----- TRECHO DO DOCUMENTO

STJ, REsp 1.929.288. Agências bancárias. Caixas eletrônicos inoperantes. Falta de numerário. Desabastecimento. Excessiva espera em filas por tempo superior ao limite previsto em lei municipal. Reiteração das condutas.
Situação Fática: Falha de serviço bancário pela reiterada indisponibilidade de numerário para saque em caixas eletrônicos tem acarretado longas filas com espera excessiva por consumidores para saque junto ao caixa do banco.
Controvérsia: O reiterado descumprimento por instituição bancária do tempo máximo de espera para atendimento ao consumidor estabelecido em legislação municipal é apto a gerar o dano moral coletivo? Admite-se, no caso, a reparação por desvio produtivo?
Decisão: Para o STJ, sim. Embora o só tempo de espera superior ao previsto na legislação municipal não seja, isoladamente, apto a caracterizar danos morais, esse fato, aliado a outros elementos, pode caracterizar danos morais, inclusive na modalidade coletiva, gerando o dever de indenizar a perda do tempo livre do consumidor, conforme a teoria do desvio produtivo.
Fundamentos: É assente na jurisprudência do STF, inclusive por tese firmada em sede de repercussão geral, que o município pode legislar sobre tempo de espera em bancos por ser assunto de interesse local, nos termos do art. 30, I, da Constituição: “Tema 272. Compete aos Municípios legislar sobre assuntos de interesse local, notadamente sobre a definição do tempo máximo de espera de clientes em filas de instituições bancárias.”.
Reflexo dessa orientação, diversas ações de indenização por danos morais são ajuizadas por consumidores pelo só fato de o tempo de espera ter sido superior àquele previsto na legislação da edilidade.

----------
----- REGISTROS APRESENTADOS

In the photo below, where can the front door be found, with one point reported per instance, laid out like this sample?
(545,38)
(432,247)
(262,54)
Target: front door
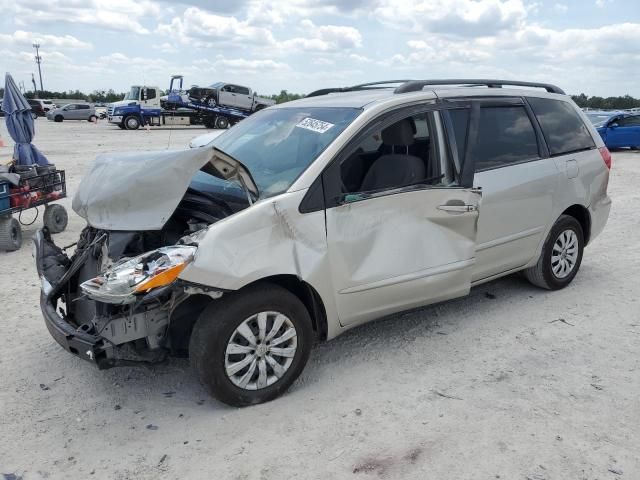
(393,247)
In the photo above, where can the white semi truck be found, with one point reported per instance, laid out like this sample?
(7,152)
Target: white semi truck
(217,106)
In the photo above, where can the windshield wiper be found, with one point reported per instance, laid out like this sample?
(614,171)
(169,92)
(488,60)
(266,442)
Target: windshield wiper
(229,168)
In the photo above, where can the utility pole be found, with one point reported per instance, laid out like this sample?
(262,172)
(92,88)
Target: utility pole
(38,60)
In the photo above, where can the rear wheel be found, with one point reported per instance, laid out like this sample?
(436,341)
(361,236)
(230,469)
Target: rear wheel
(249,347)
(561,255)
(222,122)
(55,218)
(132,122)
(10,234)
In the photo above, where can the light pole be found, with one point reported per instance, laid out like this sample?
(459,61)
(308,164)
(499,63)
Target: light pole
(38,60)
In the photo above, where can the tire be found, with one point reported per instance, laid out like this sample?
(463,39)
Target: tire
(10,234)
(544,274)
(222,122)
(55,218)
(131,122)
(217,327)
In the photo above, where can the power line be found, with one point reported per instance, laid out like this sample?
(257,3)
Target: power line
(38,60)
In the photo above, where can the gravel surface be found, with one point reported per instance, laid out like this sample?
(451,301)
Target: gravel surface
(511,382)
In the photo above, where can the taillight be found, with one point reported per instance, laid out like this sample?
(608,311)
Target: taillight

----------

- _TAREFAS PROPOSTAS_:
1. Indique se cada afirmação a seguir está de acordo com o resumo do REsp 1.929.288. Responda "sim" ou "não" e cite as palavras decisivas do texto.
(a) O tempo de espera superior ao previsto em lei municipal basta, isoladamente, para caracterizar danos morais.
(b) Compete aos Municípios legislar sobre o tempo máximo de espera de clientes em filas de instituições bancárias.
(c) A competência municipal para legislar sobre o tema se apoia no art. 30, I, da Constituição.
2. Reescreva os registros a partir da linha que contém "In the photo above, where can the taillight" até o final, incluindo essa linha. Substitua "taillight" por "brake light" e mantenha todo o restante inalterado.

- _GABARITO_:
1.
(a) Não: "Embora o só tempo de espera superior ao previsto na legislação municipal não seja, isoladamente, apto a caracterizar danos morais"
(b) Sim: "Compete aos Municípios legislar sobre assuntos de interesse local, notadamente sobre a definição do tempo máximo de espera de clientes em filas de instituições bancárias."
(c) Sim: "nos termos do art. 30, I, da Constituição"

2.
In the photo above, where can the brake light be found, with one point reported per instance, laid out like this sample?
(608,311)
Target: brake light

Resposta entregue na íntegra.